◆ **Tugas Wajib A**
Untuk setiap pernyataan berikut, tentukan apakah isinya sesuai dengan teks bacaan tentang kejahatan satwa liar. Jawab dengan ya atau tidak, lalu kutip persis kata-kata teks yang menjadi penentunya. (i) Pelatihan bagi penuntut umum itu berlangsung di Surabaya selama tiga hari. (ii) Secara global, kejahatan satwa liar menempati posisi pertama di antara jenis kejahatan. (iii) Sebagian besar satwa yang diperdagangkan secara daring atau di pasar burung berasal dari penangkaran.
◆ **Tugas Wajib B**
Menurut teks bacaan tentang kejahatan satwa liar, berapa perkiraan kerugian negara setiap tahun akibat perdagangan satwa liar ilegal yang disebutkan oleh Kementerian Lingkungan Hidup dan Kehutanan?
◆ **Tugas Wajib C**
Teruskan teks bacaan tentang kejahatan satwa liar, dimulai setelah kalimat terakhirnya.

◆ **Teks Bacaan**
--------------------------------------------------

Indonesia merupakan salah satu negara yang memiliki keanekaragaman hayati terbesar di dunia. Namun, Indonesia juga menjadi salah satu negara yang banyak menghadapi praktek kejahatan terhadap satwa-satwa liarnya. Fakta ini setidaknya terungkap dalam pelatihan peningkatan kapasitas penuntut umum dalam penanganan perkara tindak pidana terkait satwa liar, yang diselenggarakan International Animal Rescue (IAR) Indonesia bersama Kejaksaan Agung Republik Indonesia, di Surabaya selama tiga hari ini.
Jaksa Agung Muda Tindak Pidana Umum, Noor Rochmad mengungkapkan, peningkatan kapasitas jaksa penuntut umum terkait perkara tindak pidana perdagangan satwa liar sangat diperlukan, sebagai upaya bersama penegakan hukum di bidang perlindungan tanaman dan satwa liar di Indonesia.
“Bagaimana supaya jaksa itu lebih berkualitas, sehingga apa yang diperbuat ketika membuat tuntutan itu, tuntutan yang bukan hanya berdampak penjeraan pada pelakunya tetapi juga menjadi daya tangkal bagi yang lain supaya tidak berbuat yang sama. Sebenarnya tidak selalu ya (tuntutan rendah), hanya beberapa tempat yang seperti itu, karena ya mungkin teman-teman di daerah belum memahami bahwa betapa pentingnya menjaga kelestarian lingkungan, sehingga mereka tidak lihat lebih jauh ke depan. Harapannya itu ya satu visi, bagaimana supaya kita bersama-sama dalam rangka untuk memerangi kejahatan (perdagangan) satwa liar ini.”
International Animal Rescue (IAR) Indonesia mencatat lebih dari 80 persen satwa yang diperdagangkan secara daring atau melalui pasar burung, merupakan tangkapan dari alam liar. Hal ini dapat memicu fenomena hutan tanpa satwa, bila perburuan satwa liar terus berlangsung. Catatan lain juga menyebutkan bahwa kejahatan satwa liar secara global menempati posisi kedua setelah kejahatan narkotika. Kementerian Lingkungan Hidup dan Kehutanan menyebutkan nilai kerugian negara akibat perdagangan satwa liar secara ilegal diperkirakan mencapai Rp. 13 Triliun per tahun.
Ketua Umum IAR Indonesia, Tantyo Bangun mengatakan, kerugian akibat kejahatan terkait satwa liar tidak hanya karena hilangnya satwa, melainkan juga pengeluaran untuk merehabilitasi satwa liar korban perdagangan ilegal.

--------------------------------------------------

◆ **Data yang Diberikan**
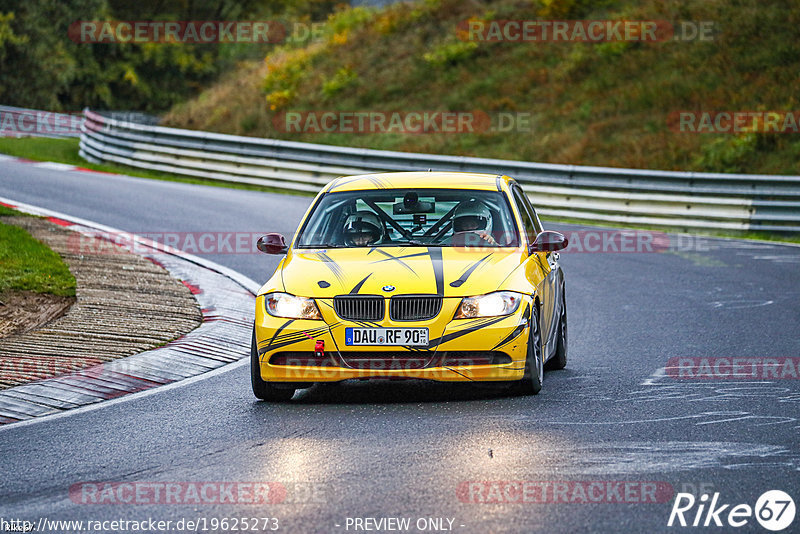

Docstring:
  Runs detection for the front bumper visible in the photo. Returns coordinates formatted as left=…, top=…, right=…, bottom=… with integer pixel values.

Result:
left=255, top=296, right=532, bottom=383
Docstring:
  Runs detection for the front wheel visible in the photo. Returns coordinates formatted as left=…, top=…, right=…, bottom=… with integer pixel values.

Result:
left=250, top=327, right=294, bottom=402
left=516, top=304, right=544, bottom=395
left=545, top=288, right=567, bottom=370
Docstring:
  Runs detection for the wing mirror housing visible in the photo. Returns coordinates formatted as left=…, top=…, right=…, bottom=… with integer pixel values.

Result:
left=530, top=230, right=569, bottom=252
left=256, top=232, right=289, bottom=254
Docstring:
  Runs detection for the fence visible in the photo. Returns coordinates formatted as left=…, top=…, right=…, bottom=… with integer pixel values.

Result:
left=80, top=109, right=800, bottom=232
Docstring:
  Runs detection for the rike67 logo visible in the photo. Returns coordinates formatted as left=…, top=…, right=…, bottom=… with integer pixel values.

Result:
left=667, top=490, right=796, bottom=532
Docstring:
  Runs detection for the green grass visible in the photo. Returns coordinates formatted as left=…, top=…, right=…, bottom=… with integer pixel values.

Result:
left=165, top=0, right=800, bottom=174
left=0, top=138, right=800, bottom=248
left=0, top=137, right=312, bottom=196
left=0, top=220, right=75, bottom=297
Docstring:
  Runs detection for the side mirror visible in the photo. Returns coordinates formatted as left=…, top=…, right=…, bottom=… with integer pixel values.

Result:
left=531, top=230, right=569, bottom=252
left=256, top=233, right=289, bottom=254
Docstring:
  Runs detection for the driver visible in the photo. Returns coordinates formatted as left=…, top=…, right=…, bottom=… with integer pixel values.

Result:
left=344, top=211, right=383, bottom=247
left=453, top=200, right=497, bottom=245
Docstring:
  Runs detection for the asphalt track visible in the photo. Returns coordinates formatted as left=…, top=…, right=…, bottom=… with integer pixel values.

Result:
left=0, top=161, right=800, bottom=533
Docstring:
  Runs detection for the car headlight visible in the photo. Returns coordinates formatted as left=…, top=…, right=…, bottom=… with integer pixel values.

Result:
left=264, top=293, right=322, bottom=319
left=455, top=291, right=522, bottom=319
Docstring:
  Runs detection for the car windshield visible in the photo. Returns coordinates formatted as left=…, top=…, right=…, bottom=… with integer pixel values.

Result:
left=295, top=189, right=519, bottom=248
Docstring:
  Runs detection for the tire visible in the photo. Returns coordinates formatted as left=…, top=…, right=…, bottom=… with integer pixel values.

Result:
left=545, top=289, right=567, bottom=371
left=250, top=327, right=295, bottom=402
left=516, top=304, right=544, bottom=395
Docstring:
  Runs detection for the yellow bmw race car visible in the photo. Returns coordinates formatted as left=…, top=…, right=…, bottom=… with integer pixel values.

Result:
left=251, top=172, right=567, bottom=401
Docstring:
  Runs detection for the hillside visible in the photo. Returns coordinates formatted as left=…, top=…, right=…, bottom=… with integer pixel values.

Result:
left=165, top=0, right=800, bottom=174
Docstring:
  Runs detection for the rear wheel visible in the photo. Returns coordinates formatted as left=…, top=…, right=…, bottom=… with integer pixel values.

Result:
left=545, top=289, right=567, bottom=370
left=250, top=328, right=294, bottom=402
left=516, top=305, right=544, bottom=395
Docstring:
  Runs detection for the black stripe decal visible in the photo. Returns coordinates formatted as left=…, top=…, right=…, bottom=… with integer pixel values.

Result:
left=428, top=315, right=507, bottom=348
left=450, top=253, right=492, bottom=287
left=315, top=252, right=344, bottom=282
left=350, top=273, right=372, bottom=295
left=492, top=304, right=531, bottom=350
left=367, top=249, right=418, bottom=278
left=428, top=247, right=444, bottom=295
left=256, top=319, right=294, bottom=362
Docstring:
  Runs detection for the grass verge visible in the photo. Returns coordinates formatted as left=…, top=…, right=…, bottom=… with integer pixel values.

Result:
left=0, top=219, right=75, bottom=297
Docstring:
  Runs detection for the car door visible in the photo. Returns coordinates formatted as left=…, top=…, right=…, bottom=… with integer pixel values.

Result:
left=511, top=184, right=559, bottom=357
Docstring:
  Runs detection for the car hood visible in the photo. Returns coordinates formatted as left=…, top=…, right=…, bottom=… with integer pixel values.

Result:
left=281, top=247, right=522, bottom=298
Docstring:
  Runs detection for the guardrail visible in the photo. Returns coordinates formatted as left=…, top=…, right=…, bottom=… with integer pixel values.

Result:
left=80, top=109, right=800, bottom=232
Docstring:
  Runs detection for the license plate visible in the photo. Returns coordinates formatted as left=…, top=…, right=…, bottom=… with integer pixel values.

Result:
left=344, top=326, right=428, bottom=347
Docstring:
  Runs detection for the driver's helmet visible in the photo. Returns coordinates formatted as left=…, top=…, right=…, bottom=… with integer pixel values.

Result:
left=453, top=200, right=492, bottom=234
left=344, top=211, right=383, bottom=247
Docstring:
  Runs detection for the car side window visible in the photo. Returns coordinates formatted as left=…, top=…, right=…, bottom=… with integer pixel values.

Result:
left=512, top=187, right=539, bottom=243
left=514, top=186, right=544, bottom=234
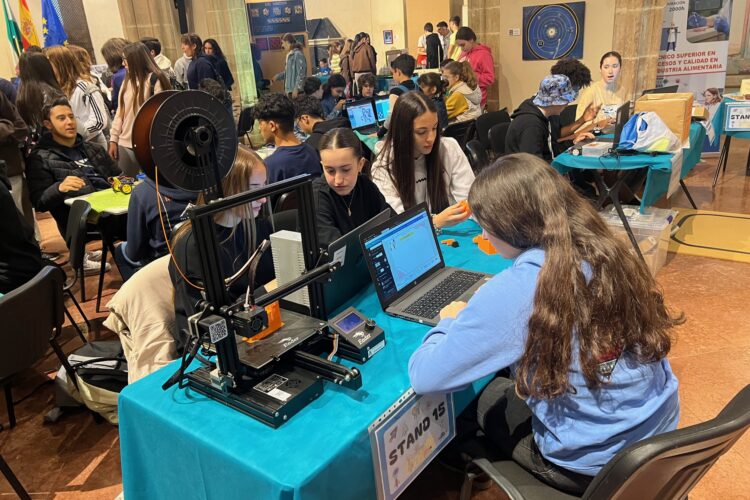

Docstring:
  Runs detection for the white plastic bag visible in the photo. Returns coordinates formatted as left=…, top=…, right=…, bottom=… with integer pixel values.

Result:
left=619, top=111, right=682, bottom=153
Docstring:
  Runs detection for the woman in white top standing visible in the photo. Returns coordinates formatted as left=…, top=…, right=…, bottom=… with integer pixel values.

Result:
left=576, top=51, right=629, bottom=126
left=372, top=92, right=474, bottom=228
left=109, top=42, right=172, bottom=177
left=44, top=45, right=109, bottom=148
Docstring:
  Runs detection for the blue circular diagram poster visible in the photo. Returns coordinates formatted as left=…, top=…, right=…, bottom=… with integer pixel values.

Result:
left=523, top=2, right=586, bottom=61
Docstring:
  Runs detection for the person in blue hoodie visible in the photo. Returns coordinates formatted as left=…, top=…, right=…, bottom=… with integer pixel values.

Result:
left=182, top=33, right=227, bottom=90
left=409, top=153, right=683, bottom=494
left=115, top=177, right=197, bottom=281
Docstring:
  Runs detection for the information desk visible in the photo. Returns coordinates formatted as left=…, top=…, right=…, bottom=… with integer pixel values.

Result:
left=119, top=221, right=511, bottom=500
left=711, top=97, right=750, bottom=187
left=552, top=123, right=706, bottom=211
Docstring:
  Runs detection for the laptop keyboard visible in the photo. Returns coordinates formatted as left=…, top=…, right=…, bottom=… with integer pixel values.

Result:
left=404, top=271, right=484, bottom=319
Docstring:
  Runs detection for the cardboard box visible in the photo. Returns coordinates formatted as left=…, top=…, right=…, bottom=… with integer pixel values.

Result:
left=634, top=92, right=693, bottom=143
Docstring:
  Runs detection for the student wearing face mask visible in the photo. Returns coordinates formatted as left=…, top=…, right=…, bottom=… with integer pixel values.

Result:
left=372, top=92, right=474, bottom=229
left=169, top=145, right=274, bottom=352
left=576, top=51, right=629, bottom=126
left=313, top=128, right=391, bottom=246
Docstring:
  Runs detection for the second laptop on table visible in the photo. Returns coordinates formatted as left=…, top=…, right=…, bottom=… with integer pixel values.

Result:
left=360, top=203, right=492, bottom=326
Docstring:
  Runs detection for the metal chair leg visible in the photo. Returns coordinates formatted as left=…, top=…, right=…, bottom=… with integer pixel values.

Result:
left=680, top=179, right=698, bottom=210
left=0, top=455, right=31, bottom=500
left=4, top=382, right=16, bottom=429
left=63, top=307, right=87, bottom=344
left=69, top=293, right=91, bottom=331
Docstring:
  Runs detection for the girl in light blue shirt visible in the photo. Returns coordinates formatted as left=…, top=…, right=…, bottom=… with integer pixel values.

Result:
left=409, top=153, right=682, bottom=494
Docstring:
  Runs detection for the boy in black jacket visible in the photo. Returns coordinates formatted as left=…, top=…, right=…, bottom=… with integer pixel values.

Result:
left=505, top=75, right=590, bottom=162
left=26, top=97, right=120, bottom=237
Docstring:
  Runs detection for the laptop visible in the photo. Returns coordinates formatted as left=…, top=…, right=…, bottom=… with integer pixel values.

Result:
left=346, top=99, right=380, bottom=135
left=575, top=102, right=630, bottom=149
left=323, top=209, right=391, bottom=317
left=360, top=203, right=492, bottom=326
left=641, top=85, right=680, bottom=96
left=375, top=95, right=391, bottom=125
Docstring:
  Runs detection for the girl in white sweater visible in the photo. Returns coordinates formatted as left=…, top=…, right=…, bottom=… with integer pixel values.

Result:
left=44, top=45, right=110, bottom=148
left=372, top=92, right=474, bottom=228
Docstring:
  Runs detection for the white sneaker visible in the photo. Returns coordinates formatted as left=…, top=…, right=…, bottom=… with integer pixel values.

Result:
left=83, top=255, right=112, bottom=276
left=86, top=250, right=102, bottom=262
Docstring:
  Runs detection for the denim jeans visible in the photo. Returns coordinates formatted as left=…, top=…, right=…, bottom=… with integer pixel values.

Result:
left=477, top=377, right=593, bottom=495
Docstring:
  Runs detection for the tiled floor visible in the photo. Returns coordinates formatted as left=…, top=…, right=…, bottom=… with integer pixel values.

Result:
left=0, top=141, right=750, bottom=500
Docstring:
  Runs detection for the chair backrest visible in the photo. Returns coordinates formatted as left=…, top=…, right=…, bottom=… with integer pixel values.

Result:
left=583, top=385, right=750, bottom=499
left=466, top=139, right=490, bottom=172
left=477, top=108, right=510, bottom=150
left=443, top=120, right=476, bottom=151
left=0, top=266, right=65, bottom=379
left=560, top=104, right=578, bottom=127
left=65, top=200, right=91, bottom=270
left=490, top=122, right=510, bottom=156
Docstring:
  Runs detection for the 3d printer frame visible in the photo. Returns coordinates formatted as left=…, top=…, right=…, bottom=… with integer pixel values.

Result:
left=179, top=174, right=362, bottom=427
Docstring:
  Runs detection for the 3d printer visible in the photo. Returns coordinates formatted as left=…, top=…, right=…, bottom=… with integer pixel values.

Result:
left=133, top=91, right=362, bottom=427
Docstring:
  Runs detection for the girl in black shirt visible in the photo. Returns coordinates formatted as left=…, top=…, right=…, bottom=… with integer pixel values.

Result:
left=313, top=128, right=391, bottom=247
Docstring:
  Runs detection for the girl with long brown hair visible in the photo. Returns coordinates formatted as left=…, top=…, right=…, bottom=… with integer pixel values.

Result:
left=443, top=61, right=482, bottom=123
left=109, top=42, right=172, bottom=177
left=16, top=52, right=63, bottom=133
left=372, top=92, right=474, bottom=228
left=169, top=145, right=274, bottom=351
left=409, top=153, right=682, bottom=494
left=44, top=45, right=110, bottom=147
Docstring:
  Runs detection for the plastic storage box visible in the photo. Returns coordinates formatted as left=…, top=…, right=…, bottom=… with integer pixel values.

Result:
left=600, top=205, right=677, bottom=276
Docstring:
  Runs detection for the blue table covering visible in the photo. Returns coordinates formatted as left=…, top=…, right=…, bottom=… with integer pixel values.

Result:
left=711, top=97, right=750, bottom=141
left=119, top=221, right=511, bottom=500
left=552, top=123, right=706, bottom=211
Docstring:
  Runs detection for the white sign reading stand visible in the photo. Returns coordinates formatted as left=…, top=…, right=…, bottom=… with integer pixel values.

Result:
left=724, top=102, right=750, bottom=132
left=368, top=389, right=456, bottom=500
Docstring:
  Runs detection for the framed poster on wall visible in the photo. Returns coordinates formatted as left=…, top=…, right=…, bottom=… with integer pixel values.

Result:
left=246, top=0, right=307, bottom=36
left=522, top=2, right=586, bottom=61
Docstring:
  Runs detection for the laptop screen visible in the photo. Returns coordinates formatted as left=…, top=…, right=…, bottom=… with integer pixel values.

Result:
left=375, top=96, right=391, bottom=123
left=363, top=208, right=442, bottom=302
left=346, top=100, right=377, bottom=130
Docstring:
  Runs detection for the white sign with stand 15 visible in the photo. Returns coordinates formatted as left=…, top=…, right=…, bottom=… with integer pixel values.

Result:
left=369, top=389, right=456, bottom=500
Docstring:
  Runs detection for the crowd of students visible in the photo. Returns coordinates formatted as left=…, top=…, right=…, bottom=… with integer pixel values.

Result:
left=0, top=23, right=681, bottom=493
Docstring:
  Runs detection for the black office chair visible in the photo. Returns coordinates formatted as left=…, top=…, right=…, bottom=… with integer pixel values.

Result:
left=466, top=139, right=490, bottom=172
left=461, top=385, right=750, bottom=500
left=477, top=108, right=510, bottom=151
left=63, top=200, right=93, bottom=342
left=560, top=104, right=578, bottom=128
left=443, top=120, right=476, bottom=153
left=0, top=266, right=65, bottom=428
left=490, top=123, right=510, bottom=157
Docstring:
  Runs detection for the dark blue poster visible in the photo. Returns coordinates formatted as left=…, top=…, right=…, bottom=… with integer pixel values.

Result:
left=523, top=2, right=586, bottom=61
left=247, top=0, right=307, bottom=37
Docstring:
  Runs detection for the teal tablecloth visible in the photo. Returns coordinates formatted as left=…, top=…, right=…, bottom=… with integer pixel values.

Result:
left=119, top=221, right=510, bottom=500
left=552, top=123, right=706, bottom=211
left=711, top=97, right=750, bottom=141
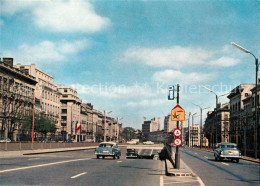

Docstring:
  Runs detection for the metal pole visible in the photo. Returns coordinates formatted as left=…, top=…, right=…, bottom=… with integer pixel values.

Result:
left=175, top=84, right=180, bottom=169
left=32, top=90, right=35, bottom=143
left=104, top=110, right=107, bottom=142
left=188, top=112, right=191, bottom=147
left=254, top=57, right=259, bottom=159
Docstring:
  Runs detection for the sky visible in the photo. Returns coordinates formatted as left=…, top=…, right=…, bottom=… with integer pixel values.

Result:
left=0, top=0, right=260, bottom=129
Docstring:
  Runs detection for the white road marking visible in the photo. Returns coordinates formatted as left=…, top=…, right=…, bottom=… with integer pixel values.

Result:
left=160, top=176, right=163, bottom=186
left=28, top=158, right=40, bottom=161
left=221, top=162, right=229, bottom=165
left=70, top=172, right=87, bottom=179
left=197, top=177, right=205, bottom=186
left=0, top=158, right=90, bottom=173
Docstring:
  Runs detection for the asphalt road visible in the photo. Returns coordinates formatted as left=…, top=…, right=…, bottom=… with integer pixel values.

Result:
left=0, top=148, right=164, bottom=186
left=181, top=148, right=260, bottom=186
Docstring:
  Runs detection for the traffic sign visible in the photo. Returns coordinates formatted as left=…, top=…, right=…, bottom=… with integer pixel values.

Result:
left=173, top=128, right=182, bottom=137
left=173, top=138, right=182, bottom=146
left=171, top=105, right=185, bottom=121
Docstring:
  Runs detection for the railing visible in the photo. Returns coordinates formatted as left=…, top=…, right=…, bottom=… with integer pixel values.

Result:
left=0, top=142, right=98, bottom=151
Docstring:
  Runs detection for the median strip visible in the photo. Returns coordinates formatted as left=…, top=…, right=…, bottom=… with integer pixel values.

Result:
left=70, top=172, right=87, bottom=179
left=0, top=158, right=90, bottom=173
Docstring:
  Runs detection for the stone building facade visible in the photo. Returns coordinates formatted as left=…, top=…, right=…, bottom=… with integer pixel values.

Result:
left=0, top=58, right=37, bottom=141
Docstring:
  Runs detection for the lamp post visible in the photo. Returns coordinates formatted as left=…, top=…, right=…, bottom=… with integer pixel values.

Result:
left=116, top=117, right=123, bottom=142
left=192, top=103, right=210, bottom=149
left=104, top=110, right=112, bottom=142
left=191, top=112, right=197, bottom=147
left=231, top=42, right=259, bottom=158
left=202, top=86, right=229, bottom=147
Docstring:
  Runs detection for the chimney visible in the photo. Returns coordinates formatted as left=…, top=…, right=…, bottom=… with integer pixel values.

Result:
left=3, top=57, right=14, bottom=67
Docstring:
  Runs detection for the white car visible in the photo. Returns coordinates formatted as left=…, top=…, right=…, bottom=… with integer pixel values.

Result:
left=143, top=141, right=154, bottom=145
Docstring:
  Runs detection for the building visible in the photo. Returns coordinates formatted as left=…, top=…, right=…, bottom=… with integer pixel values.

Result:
left=58, top=85, right=82, bottom=141
left=142, top=118, right=161, bottom=137
left=190, top=124, right=200, bottom=147
left=14, top=64, right=62, bottom=135
left=228, top=84, right=254, bottom=148
left=0, top=58, right=37, bottom=141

--------------------------------------------------

◆ **Hasil Latihan A**
(i) Ya: "di Surabaya selama tiga hari ini"
(ii) Tidak: "kejahatan satwa liar secara global menempati posisi kedua setelah kejahatan narkotika"
(iii) Tidak: "lebih dari 80 persen satwa yang diperdagangkan secara daring atau melalui pasar burung, merupakan tangkapan dari alam liar"

◆ **Hasil Latihan B**
Kerugian negara diperkirakan mencapai Rp. 13 Triliun per tahun.

◆ **Hasil Latihan C**
“Sementara ini kan orang melihat kerugian (perdagangan) satwa liar itu pemahamannya satwa secara individu, tapi fungsinya di ekosistem, kalau dia hilang bagaimana ekosistem bisa runtuh, kemudian juga kerugian negara. Kalau seperti kami menangani kasus orangutan, orang hanya melihat individu ya, tapi biaya rehabilitasi orangutan itu setahun antara Rp. 60 juta sampai Rp. 100 juta per individu. Jadi kalau kita minimal merehabilitasi selama lima tahun, itu satunya sekitar Rp. 300 juta sampai 500 juta, itu kan negara rugi karena biaya segitu bisa dipakai untuk menyekolahkan anak berapa puluh anak, berapa ratus anak gitu. Jadi kerugian itulah dengan ditambah kerugian ekosistem, bisa kita bebankan untuk penuntutan,” jelas Tantyo Bangun.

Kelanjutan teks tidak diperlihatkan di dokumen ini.